Vodafone is expanding its enterprise division with the launch of four specialist business units covering health, criminal justice, local government and central government. The units will be up and running by the end of March.
The move is part of the operator’s strategy to widen and deepen its offering to the public sector, as well as helping the Government make the savings in public expenditure it is seeking. ‘Several hundred’ Vodafone employees will be supporting the new business units.
Vodafone was one of 19 top strategic suppliers called in by the Government last year and asked to help it find efficiency savings. The operator signed a Memorandum of Understanding to that effect in October 2010.
Peter Kelly (pictured), director of enterprise at Vodafone UK said: ‘We were asked what Vodafone could do to help. Central government spends £25bn a year on property, £2bn a year on fixed line costs and around £20m to £25m on mobile phone costs. We believe that by using new mobile ways of working government can reduce costs in the public sector by 10% to 20%.’
Ian Cunningham, head of public sector sales at Vodafone, said: ‘The Government is looking for £81bn in savings by 2014-15. That won’t be delivered just by making cuts. We need to look at new ways of procurement, such as a partner-led approach. We need to listen to customers and find out what they are trying to achieve and then provide smarter ways of working to deliver that.’
Cunningham added that this means supplying them with the right tools and tariffs, along with the right applications and services. For example, allowing the police to access the national crime database while on the beat, or health workers to access patient records while on home visits.

### Extracted information
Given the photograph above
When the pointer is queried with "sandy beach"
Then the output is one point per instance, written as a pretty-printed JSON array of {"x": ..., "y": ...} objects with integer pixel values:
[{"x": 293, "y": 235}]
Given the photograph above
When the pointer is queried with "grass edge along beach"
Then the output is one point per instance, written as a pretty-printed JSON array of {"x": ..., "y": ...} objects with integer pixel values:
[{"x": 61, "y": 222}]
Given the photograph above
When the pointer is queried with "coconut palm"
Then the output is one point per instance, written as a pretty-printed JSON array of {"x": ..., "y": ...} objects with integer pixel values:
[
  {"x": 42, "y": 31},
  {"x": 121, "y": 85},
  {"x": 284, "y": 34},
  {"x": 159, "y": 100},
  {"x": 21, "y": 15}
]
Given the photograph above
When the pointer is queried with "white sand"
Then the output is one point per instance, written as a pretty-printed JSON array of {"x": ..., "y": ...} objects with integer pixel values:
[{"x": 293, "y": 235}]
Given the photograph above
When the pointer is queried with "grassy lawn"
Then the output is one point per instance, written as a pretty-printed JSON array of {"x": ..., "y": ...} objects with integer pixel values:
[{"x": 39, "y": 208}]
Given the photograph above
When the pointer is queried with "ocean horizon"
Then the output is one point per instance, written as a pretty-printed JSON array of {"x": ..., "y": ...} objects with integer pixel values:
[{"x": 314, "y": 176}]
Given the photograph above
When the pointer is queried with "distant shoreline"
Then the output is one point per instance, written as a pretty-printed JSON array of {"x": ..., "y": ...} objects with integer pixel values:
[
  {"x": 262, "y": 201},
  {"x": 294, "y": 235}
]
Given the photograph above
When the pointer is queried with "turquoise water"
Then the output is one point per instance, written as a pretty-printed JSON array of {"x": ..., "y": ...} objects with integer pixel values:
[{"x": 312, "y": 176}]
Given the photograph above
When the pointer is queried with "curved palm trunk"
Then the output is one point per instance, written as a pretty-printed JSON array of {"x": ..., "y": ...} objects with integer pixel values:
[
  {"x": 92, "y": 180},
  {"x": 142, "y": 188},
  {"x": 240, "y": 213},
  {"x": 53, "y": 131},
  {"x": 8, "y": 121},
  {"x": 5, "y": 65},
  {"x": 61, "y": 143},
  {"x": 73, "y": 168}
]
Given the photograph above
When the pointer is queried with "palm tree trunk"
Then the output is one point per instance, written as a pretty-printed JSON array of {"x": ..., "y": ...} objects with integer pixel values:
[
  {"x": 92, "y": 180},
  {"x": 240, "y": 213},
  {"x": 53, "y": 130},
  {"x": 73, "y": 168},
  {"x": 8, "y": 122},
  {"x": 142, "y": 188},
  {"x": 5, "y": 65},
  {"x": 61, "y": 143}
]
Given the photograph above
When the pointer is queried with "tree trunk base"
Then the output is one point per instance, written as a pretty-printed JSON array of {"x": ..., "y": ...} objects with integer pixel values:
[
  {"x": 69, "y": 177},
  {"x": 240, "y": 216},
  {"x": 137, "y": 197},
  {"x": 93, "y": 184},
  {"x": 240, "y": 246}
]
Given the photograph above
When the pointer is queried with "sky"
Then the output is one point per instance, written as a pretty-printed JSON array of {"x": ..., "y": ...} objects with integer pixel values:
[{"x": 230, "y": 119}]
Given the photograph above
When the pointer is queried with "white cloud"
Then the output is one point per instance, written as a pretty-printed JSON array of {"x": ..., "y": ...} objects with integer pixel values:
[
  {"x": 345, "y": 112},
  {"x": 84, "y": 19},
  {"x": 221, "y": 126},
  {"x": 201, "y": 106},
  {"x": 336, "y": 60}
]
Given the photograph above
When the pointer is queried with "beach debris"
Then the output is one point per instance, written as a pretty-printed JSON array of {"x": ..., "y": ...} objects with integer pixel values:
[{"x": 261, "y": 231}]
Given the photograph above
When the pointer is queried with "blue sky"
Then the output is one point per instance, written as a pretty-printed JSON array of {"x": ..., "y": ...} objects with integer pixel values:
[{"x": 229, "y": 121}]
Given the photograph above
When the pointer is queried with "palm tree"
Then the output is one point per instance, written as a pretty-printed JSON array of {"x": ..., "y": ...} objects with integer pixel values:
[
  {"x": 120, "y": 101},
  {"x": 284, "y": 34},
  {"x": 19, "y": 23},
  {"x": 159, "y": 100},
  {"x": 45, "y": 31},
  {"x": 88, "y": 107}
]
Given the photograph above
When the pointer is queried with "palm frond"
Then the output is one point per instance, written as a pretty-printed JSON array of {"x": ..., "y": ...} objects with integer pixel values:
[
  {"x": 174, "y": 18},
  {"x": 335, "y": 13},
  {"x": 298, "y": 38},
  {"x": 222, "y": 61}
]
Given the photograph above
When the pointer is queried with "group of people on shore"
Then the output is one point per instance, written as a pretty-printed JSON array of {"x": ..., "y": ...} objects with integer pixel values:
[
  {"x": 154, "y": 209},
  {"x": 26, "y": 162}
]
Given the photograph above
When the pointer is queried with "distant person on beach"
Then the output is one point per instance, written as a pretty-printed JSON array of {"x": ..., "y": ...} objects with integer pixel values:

### List of tasks
- 1) In the Vodafone article, reproduce the stretch from "Vodafone was one" through "in October 2010.".
- 2) According to the Vodafone article, when did the operator sign its Memorandum of Understanding with the Government?
- 3) Condense the paragraph of the Vodafone article that begins "Ian Cunningham, head of public sector sales" into a short bulleted list that keeps its main facts.

### Exercise responses
- 1)
Vodafone was one of 19 top strategic suppliers called in by the Government last year and asked to help it find efficiency savings. The operator signed a Memorandum of Understanding to that effect in October 2010.

- 2) October 2010.

- 3)
- Ian Cunningham is head of public sector sales at Vodafone.
- The Government wants £81bn in savings by 2014-15, which cuts alone won't deliver.
- New ways of procurement are needed, such as a partner-led approach.
- Vodafone should listen to customers, learn what they are trying to achieve, and provide smarter ways of working to deliver it.